Requirement>
Write out the passage of the letter on the German Right Opposition starting with "Well, we have" and going on through "of the barricades?".

I am very grateful to you for your detailed letter of June 3, 1929: it contains a lot of very important news for me which I hope to utilize in the future. Here, I wish to confine myself to examining the question of our attitude towards the German Right Opposition.

1. You admit that Brandler and Thalheimer did not understand the revolutionary situation in Garmany in 1923, in China in 1925–1927, in England in 1926, and finally the Thermidorian character of the struggle against “Trotskyism” from 1923 to 1927. You admit all this. But thereby you recognize that Brandler-Thalheimer are not revolutionaries, for revolutionaries are determined and characterized by their attitude towards the fundamental problems of the world revolution. What can we Bolsheviks have in common, in politics, with non-revolutionaries, especially with individuals who, for the last 6–7 years, have been fighting our revolutionary decisions and slogans in the most trying moments?

2. Still you resent the fact that Brandler and Thalheimer are called Menshevik-liquidators. Certainly, if this is taken literally, it is false. But the tendency that put them in opposition to us is without a doubt a tendency of liquidators and Mensheviks. The Vienna Arbeiter-Zeitung criticizes me exactly like Thalheimer does. Like him, it sympathizes with Stalin against me, with Rykov and Bucharin against Stalin. But the Arbeiter-Zeitung does it openly, while Brandler and Thalheimer play a most pitiful game of hide and seek. In such a case, I prefer the Arbeiter-Zeitung, that is, the enemy who shows himself openly.

3. Your letter contains deadly arguments against the Rights. In spite of that, you thought it necessary to add that “the situation in the German Communist Party would be better if they applied the socalled Right policy instead of the one practised at present.”

Well, we have already seen to what a pass the German Party was brought under the leadership of Brandler. It brought the huge catastrophe at the end of 1923. This catastrophe forms the basis of all the subsequent jumps of German Communism towards the Right and towards the Left. It constitutes the political premise for the period of stabilization of European capitalism that followed. How then can we fail to see that as a political person Brandler finds himself on the other side of the barricades?

4. You know that I did not come to this annihilating conclusion at one stroke. I had rather hoped that Brandler would learn. In the Fall of 1923, he understood his lack of capacity. He himself told me repeatedly that he was unable to find himself again in a revolutionary situation. Yet, after he had missed the situation, he became exceedingly haughty. He began to accuse me of “pessimism”. He looked upon 1924 with lots of “optimism”. Then I understood that this man did not know how to distinguish the face of the revolution from its rear.

Had it been only a matter of an individual peculiarity the misfortune would have been only half as great. But now it has been raised to a system on which a faction is being built. What can we have in common with a faction of this kind?

(Entries from a dataset)
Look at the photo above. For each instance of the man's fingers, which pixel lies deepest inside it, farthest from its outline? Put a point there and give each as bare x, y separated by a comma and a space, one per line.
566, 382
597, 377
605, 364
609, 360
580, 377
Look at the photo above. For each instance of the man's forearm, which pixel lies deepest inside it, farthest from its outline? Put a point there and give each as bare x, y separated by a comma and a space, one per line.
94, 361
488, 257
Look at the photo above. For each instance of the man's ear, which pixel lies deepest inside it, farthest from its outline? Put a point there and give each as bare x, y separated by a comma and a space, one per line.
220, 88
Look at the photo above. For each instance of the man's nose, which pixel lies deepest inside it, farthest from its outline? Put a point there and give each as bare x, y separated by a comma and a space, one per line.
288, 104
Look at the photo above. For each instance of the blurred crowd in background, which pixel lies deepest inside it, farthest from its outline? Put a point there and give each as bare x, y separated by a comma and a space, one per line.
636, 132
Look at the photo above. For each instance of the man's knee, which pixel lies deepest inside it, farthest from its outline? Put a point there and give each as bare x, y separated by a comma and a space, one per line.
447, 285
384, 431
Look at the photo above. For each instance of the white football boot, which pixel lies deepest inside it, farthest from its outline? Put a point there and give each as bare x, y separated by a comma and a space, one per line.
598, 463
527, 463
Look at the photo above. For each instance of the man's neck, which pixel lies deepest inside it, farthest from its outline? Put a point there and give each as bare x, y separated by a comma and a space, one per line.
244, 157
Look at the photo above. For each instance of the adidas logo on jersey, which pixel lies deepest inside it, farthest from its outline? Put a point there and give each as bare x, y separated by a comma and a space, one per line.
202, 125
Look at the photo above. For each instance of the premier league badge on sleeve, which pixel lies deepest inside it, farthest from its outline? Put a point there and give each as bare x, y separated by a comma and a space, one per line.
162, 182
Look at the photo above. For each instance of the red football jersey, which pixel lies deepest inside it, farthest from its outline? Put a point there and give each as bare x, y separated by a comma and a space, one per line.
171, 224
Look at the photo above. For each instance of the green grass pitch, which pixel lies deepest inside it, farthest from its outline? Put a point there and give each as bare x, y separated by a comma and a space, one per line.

Exercise solution>
Well, we have already seen to what a pass the German Party was brought under the leadership of Brandler. It brought the huge catastrophe at the end of 1923. This catastrophe forms the basis of all the subsequent jumps of German Communism towards the Right and towards the Left. It constitutes the political premise for the period of stabilization of European capitalism that followed. How then can we fail to see that as a political person Brandler finds himself on the other side of the barricades?